> **Instructions to follow**:
Ignore the pictures in the data below and set down exactly the lines from its first line through the line containing "out the textured".

> **Photo-based referring expression data**:
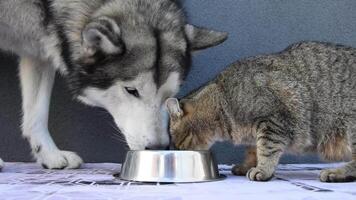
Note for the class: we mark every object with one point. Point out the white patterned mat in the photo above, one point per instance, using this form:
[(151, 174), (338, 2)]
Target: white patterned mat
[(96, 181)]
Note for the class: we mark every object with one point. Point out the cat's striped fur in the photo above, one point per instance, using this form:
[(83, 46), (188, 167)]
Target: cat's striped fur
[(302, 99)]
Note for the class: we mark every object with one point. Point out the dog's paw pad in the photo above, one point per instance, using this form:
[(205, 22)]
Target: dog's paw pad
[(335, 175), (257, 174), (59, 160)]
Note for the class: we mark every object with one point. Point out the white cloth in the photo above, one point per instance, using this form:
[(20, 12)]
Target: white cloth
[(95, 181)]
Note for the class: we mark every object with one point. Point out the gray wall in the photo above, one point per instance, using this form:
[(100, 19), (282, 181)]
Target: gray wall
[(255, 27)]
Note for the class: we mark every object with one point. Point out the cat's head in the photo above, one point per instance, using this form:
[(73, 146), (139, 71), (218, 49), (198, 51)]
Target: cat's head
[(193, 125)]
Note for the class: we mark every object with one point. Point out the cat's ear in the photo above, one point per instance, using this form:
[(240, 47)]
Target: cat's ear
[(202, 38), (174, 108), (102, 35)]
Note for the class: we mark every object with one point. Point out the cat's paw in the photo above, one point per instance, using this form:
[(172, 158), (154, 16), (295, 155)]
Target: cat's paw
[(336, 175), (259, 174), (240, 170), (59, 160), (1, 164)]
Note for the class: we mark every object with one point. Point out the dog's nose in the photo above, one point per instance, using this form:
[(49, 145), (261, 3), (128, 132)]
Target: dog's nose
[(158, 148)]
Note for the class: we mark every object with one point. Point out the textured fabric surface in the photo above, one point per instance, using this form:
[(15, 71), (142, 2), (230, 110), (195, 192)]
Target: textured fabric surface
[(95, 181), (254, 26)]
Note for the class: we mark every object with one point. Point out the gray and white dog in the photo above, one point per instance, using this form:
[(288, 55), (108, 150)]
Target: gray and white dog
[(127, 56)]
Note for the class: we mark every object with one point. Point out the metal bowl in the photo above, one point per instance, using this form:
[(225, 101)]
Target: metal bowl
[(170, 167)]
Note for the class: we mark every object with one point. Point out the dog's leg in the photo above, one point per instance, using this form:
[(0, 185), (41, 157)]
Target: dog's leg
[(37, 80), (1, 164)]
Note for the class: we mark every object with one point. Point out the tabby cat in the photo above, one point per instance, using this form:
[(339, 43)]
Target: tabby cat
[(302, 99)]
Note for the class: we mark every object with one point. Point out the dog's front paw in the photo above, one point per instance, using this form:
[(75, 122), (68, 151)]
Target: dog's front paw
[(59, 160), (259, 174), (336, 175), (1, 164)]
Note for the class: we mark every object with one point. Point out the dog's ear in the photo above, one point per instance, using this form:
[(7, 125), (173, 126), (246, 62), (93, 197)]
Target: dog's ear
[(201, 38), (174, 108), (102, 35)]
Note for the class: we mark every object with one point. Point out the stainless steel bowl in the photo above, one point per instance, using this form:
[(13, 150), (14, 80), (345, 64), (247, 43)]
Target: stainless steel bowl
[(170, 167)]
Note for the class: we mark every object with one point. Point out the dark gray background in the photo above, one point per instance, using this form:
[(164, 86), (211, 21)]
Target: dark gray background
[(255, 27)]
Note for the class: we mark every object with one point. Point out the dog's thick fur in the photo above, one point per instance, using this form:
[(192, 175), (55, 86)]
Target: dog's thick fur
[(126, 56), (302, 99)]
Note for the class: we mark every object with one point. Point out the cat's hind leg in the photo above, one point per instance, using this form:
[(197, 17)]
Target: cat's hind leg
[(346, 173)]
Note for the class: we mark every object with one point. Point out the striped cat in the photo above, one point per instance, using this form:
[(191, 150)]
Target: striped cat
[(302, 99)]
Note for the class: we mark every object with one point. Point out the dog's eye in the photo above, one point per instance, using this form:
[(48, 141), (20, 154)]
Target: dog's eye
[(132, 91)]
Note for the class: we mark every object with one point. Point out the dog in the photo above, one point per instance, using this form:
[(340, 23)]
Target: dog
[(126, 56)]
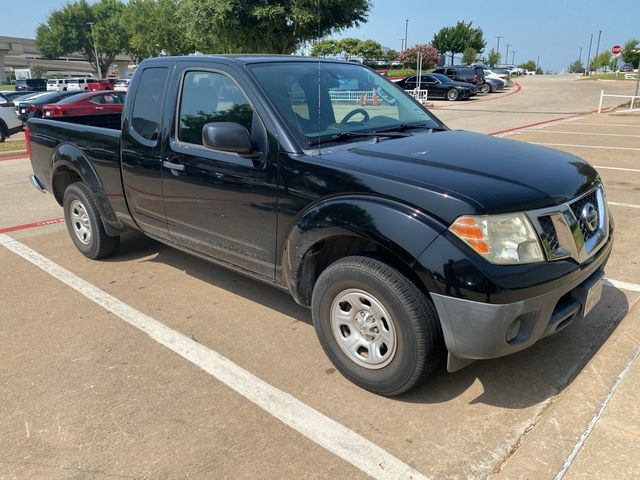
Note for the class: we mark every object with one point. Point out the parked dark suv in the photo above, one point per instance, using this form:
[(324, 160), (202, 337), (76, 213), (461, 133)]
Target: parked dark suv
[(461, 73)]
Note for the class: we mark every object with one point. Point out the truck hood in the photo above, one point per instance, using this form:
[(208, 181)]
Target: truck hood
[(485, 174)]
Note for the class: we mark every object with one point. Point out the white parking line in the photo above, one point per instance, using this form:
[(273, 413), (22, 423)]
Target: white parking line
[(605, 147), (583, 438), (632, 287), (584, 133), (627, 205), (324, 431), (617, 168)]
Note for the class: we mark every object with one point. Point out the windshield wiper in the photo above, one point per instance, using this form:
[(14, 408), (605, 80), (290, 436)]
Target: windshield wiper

> **Result of this task**:
Note for the class: we mark every object with one point. Point out the white patterned mat in the photo above, one point per instance, using this form:
[(151, 174), (338, 2)]
Target: white patterned mat
[(96, 181)]
Note for the class: we mark every object with one point. Point out the cat's striped fur in the photo above, one point per instance, using this form:
[(83, 46), (188, 167)]
Target: cat's striped fur
[(302, 99)]
Note for the class: we mark every object with one point. Point out the dog's paw pad in the photo above, one point per instance, using this form:
[(205, 22)]
Target: dog's paw pad
[(335, 175), (257, 174), (59, 160)]
Note for the class: we mark every object with one point. Point out the white cloth in the photo above, one point per instance, using this form:
[(20, 12)]
Target: white cloth
[(95, 181)]
Note for the class: we mark every object with one point. Point out the gray wall in the photo above, one point per instance, using this form:
[(100, 19), (282, 181)]
Target: gray wall
[(255, 27)]
Note for the class: we mark every object with one point. Point out the cat's head in the photo above, one point per instance, using this form:
[(73, 146), (139, 71), (218, 49), (198, 51)]
Target: cat's head
[(193, 125)]
Note for the class: we mark every object with one point. Point out the cat's ear in the photo above, one point per instance, using this form:
[(240, 47)]
Target: cat's ear
[(202, 38), (174, 108), (102, 35)]
Note for the class: we mark every object with one point. Point out the cat's paw in the photo above, one point per instance, using this form:
[(172, 158), (154, 16), (295, 155)]
Target: cat's paw
[(336, 175), (259, 174), (240, 170), (59, 160), (1, 164)]
Note for the class: we mark every object with one point. Point out the dog's nose in the photo above, one point per instance, using this form:
[(49, 145), (261, 3), (128, 132)]
Target: dog's nose
[(158, 148)]
Note for the class: we mark every object with one point. Point out the textured fabric surface in the photo above, one point per instance, using this form:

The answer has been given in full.